• Exercise objective: Carry on the chapter excerpt about distributed algorithms, picking up right after its final sentence.

• Reading passage:
# Ch. 5. Distributed Algorithms

## I. What is a Distributed Algorithm
A distributed algorithm is very similar in concept to a parallel algorithm, and since we discussed parallel algorithms at length in chapter 3, this chapter will be fairly brief. However, we will try and apply some of the concepts we learned in ch.3 to distributed systems, and talk about the main principles of distributed systems and distributed computing as opposed to parallel computing.

The first and most obvious thing to do is to define what we mean by distributed. In this case, distributed refers to a system or pool of systems made up of many interconnected computers. These computers could be interconnected by anything as fast as the fastest InfiniBand interconnect, or something as slow as dial-up. All that matters for our definition of a distributed system is that it has different components which cannot natively access each others' memory pools, but all of the components of the system still work together towards common tasks. Based on our definition, a cluster is a distributed system in its own right, but others would not consider a cluster a distributed system, and would describe a distributed system as a more loosely connected system, usually connected by the internet rather than a specialized network interconnect. In any case, arguing either side of this debate is not the point of this course, but giving you the tools to make your own conclusions is. The image below represents a distributed system, by our definition.

• Data lines:
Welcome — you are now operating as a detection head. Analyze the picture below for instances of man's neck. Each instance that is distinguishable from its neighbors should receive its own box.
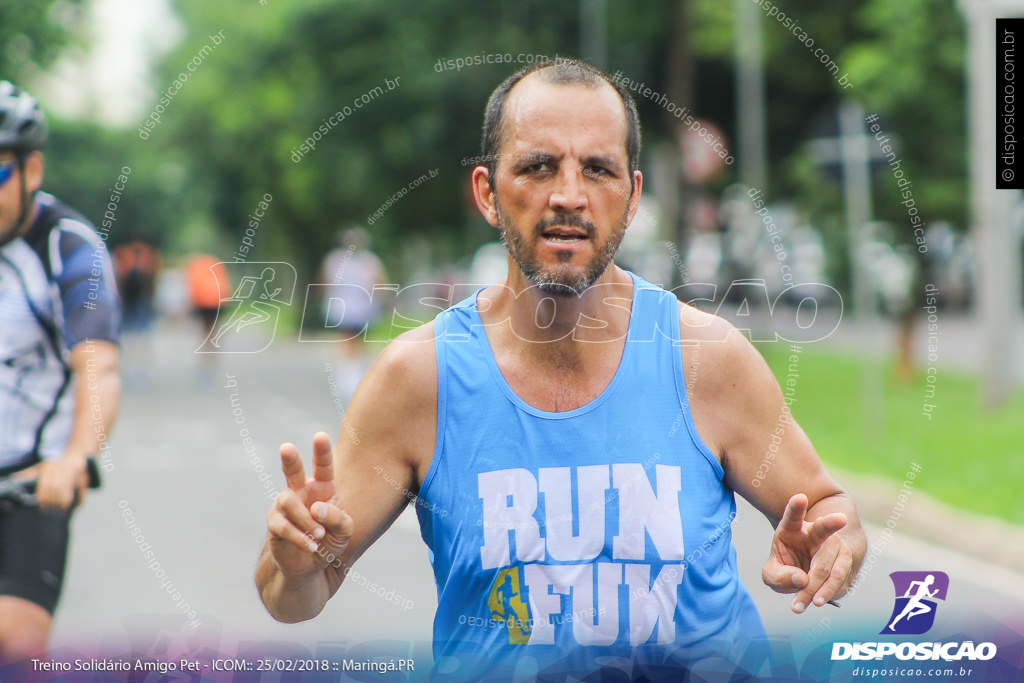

• Task answer:
![distributed system architecture](http://www.ejbtutorial.com/wp-content/uploads/2013/09/distributed-system-1024x441.png)

We define a cluster as a distributed system because when writing code for a cluster, you need to make the same considerations as you would when writing more code for a "traditional" distributed system - you need to worry about how to make sure your code is fault tolerant, scalable, and most importantly, you need to make sure your code can make use of multiple nodes at once, otherwise, your code is not really cluster-optimized. 

So, now that we know what a distributed system is, briefly, what is a distributed algorithm? Well, a distributed algorithm is, rather boringly, an algorithm designed to be run on a distributed system. As mentioned earlier, when writing a distributed algorithm, there are a lot of new things you need to worry about that you wouldn't on a single system algorithm.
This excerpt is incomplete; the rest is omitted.